[存储数据]

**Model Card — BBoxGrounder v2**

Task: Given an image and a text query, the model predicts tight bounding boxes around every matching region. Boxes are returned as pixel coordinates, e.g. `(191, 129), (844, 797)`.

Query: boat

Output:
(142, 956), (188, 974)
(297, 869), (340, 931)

练习目的
更新上面的全部条目：把“boat”换成“ship”，其余内容不变，重新写出。

问题答案
**Model Card — BBoxGrounder v2**

Task: Given an image and a text query, the model predicts tight bounding boxes around every matching region. Boxes are returned as pixel coordinates, e.g. `(191, 129), (844, 797)`.

Query: ship

Output:
(142, 956), (188, 974)
(297, 869), (340, 931)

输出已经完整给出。